This was to be a two stop dive & snorkel trip. We were scheduled for the dive first, but due to dive boat congestion we opted for the snorkel first, in the aptly named Shark Ray Alley. The water was warm, clear, and as I discovered as soon as I was submerged, full of Sting Rays and Sharks. We were assured that these were nice Belizean Rays and Sharks that posed no danger to humans. But please keep your hands and fingers tucked away in your armpits, as the rays have a sharp spine along their backs. Oh, and the sharks can sometimes bite your hands -- not dangerous, but it stings a bit, and the blood tends to mess up the boat..
Anyway, an intoxicating experience, swimming along the incredibly colourful reef, playing tag with the rays and sharks.

Next stop was to be our shallow dive at Hol Chan Marine Reserve. Our incredibly chilled creole dive master gave us a short briefing on what was going to happen before we geared up and giant-stepped off the side of the boat. We had to surface swim a bit to reach the site, and I was glad to discover that this felt at least vaguely familiar: push the button to deflate the BCD, breathe out, and gently descend into the blue. Equalise the pressure in ears, sinuses and the mask. Breathe. Inflate BCD slightly to achieve neutral buoyancy. Don't "swim", just use the legs. The colours are just amazing. More sharks, rays, snappers, groupers, you name it. An hour bottom-time passed in what seemed like the blink of an eye. As we never went deeper than 35 feet, we all surfaced with two thirds of the air left, especially as we didn't need a decompression stop on such a shallow dive.

We now had the bug, big time. As we landed ashore, we went straight to the dive shop to enquire about the BIG Belize dive destination, the Great Blue Hole. It's a curious circular hole, about 200 meters across that bottoms out at 450 feet or so. We couldn't really go to Belize, and not dive the blue hole. Unfortunately, this is labled an 'advanced' dive, which would involve me diving three times deeper than I'd previously ever dived, meaning that one may encounter nitro narcosis. Also, "corking" to the surface from 50 metres would likely be fatal. Diving to such depths means that the air in the tank doesn't last very long -- projected time at max depth is only eight minutes. This in turn means that one has to descend rapidly, and stragglers unable to equalise would have to return to the surface as the group would not have enough air to wait around. Still. We took some advice, and the dive guys said that as long as you can keep your "shit" together, it's not a technicaly demanding dive. Moreover, the day's outing would include two futher dives, investigating wall reefs - reefs that plummet down to obscene depths displaying a wealth of colours and marine life. We signed on the dotted line, somewhat hesitantly.

--------

YOUR OBJECTIVE - Please repeat the stretch of the Belize diving passage from "This was to" through "the rays and sharks.", word for word. The lines after this passage aren't needed.

--------

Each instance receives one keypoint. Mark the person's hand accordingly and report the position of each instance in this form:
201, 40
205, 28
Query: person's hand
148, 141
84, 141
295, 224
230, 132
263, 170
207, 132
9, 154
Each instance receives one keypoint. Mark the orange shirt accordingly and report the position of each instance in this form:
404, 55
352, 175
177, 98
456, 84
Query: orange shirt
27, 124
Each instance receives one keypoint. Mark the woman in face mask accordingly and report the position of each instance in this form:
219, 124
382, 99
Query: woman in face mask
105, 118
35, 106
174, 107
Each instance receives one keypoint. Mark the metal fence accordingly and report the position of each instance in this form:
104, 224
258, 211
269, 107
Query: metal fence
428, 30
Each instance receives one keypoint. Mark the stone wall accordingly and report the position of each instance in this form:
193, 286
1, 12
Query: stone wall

--------

FINISHED TASK -
This was to be a two stop dive & snorkel trip. We were scheduled for the dive first, but due to dive boat congestion we opted for the snorkel first, in the aptly named Shark Ray Alley. The water was warm, clear, and as I discovered as soon as I was submerged, full of Sting Rays and Sharks. We were assured that these were nice Belizean Rays and Sharks that posed no danger to humans. But please keep your hands and fingers tucked away in your armpits, as the rays have a sharp spine along their backs. Oh, and the sharks can sometimes bite your hands -- not dangerous, but it stings a bit, and the blood tends to mess up the boat..
Anyway, an intoxicating experience, swimming along the incredibly colourful reef, playing tag with the rays and sharks.